[Document text Boundary: Start]

I am not coping with life with our 2 year old with GDD. She is doing ok - happy girl, no health problems, just very delayed. I am not. I am worried, upset and have no idea how to think about/plan for the future. I am just struggling somehow, cant focus, exhausted all the time. I feel like I cant speak to anyone anymore. I am so angry and upset. People seem to keep wanting me to say it will be fine when I have no way of knowing how it will be. When I do I feel like I am lying (even to myself) when I dont I feel like I am being rude by not smoothing over ugly things. Or like its my fault because I should be more positive. At the same time I feel like what is happening to us is tragic (my H has been diagnosed with MS in the last year), and I dont feel like spending my time making everyone else feel better.
I feel like I am struggling not to be depressed, or I am depressed but dont have time to be or... i dont really know.
Did you have dark periods? How do/did you get through them? How do you find support?
I feel like life is getting tougher, our savings are running out, she is getting bigger and stronger and thats making it harder to look after her when she wont co-operate (teeth brushing, hair, baths). Its like having a really huge heavy baby and I feel ashamed when I feel she looks a bit grubby cos I gave up washing her face or I cant do her nails or ears properly.
I am scared I cant manage this and I cant seem to find any solutions to anything and its getting worse
Can you share your experiences with me?

[Document text Boundary: End]
[Source information Boundary: Start]

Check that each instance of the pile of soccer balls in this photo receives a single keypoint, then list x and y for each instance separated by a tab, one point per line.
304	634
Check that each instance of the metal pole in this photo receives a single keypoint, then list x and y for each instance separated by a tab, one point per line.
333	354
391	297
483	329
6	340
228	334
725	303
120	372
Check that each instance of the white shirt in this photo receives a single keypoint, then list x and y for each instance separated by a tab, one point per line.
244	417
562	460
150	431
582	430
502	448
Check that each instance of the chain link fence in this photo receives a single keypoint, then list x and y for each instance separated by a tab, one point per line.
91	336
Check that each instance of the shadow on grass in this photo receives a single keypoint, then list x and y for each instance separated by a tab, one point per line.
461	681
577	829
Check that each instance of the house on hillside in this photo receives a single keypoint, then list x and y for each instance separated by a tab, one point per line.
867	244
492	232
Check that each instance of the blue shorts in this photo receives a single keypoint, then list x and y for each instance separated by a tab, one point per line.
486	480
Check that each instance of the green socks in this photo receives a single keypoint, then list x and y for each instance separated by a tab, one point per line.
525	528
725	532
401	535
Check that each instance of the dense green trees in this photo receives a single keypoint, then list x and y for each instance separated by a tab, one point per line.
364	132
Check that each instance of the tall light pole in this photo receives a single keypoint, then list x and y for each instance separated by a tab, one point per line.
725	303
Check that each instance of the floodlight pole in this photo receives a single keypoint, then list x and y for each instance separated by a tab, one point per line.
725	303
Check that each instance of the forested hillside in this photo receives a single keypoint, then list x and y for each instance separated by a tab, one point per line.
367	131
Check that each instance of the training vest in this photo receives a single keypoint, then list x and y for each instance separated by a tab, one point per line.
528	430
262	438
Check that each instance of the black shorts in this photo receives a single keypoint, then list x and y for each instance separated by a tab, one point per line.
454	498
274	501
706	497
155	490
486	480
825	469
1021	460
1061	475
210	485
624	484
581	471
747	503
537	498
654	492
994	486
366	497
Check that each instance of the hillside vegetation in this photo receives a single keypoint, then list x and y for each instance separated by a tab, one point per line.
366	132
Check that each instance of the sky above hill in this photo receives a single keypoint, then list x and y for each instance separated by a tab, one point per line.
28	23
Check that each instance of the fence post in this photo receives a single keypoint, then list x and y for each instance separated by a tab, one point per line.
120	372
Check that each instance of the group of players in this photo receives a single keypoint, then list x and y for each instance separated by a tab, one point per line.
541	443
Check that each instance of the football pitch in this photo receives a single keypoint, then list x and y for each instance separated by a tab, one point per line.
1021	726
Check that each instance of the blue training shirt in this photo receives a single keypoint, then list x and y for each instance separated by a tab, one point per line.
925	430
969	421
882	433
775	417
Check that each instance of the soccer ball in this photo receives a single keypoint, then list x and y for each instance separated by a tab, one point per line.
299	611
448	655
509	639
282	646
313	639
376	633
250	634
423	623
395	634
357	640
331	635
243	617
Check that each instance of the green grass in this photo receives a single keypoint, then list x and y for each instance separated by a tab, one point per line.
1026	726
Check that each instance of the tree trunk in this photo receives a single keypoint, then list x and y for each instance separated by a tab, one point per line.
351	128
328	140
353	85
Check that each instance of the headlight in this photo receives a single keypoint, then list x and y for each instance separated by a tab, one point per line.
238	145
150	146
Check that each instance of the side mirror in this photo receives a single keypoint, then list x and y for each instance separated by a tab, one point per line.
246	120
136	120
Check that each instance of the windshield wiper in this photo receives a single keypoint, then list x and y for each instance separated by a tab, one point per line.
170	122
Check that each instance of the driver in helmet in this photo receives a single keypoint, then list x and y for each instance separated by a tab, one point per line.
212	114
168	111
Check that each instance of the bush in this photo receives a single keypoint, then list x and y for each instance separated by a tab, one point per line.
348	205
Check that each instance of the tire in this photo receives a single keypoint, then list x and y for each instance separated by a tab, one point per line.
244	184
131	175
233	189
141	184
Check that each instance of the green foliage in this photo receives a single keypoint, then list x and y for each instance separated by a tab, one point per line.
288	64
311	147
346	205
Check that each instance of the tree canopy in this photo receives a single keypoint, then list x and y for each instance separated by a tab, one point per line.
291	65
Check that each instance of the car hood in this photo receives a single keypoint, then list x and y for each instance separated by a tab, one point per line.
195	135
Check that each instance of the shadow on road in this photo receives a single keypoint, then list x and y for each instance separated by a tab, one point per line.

[Source information Boundary: End]

Which three care tasks does the post name as harder when the child won't co-operate? The items are separate material with no connection to the post.

=== Result of this exercise ===
Teeth brushing, hair, and baths.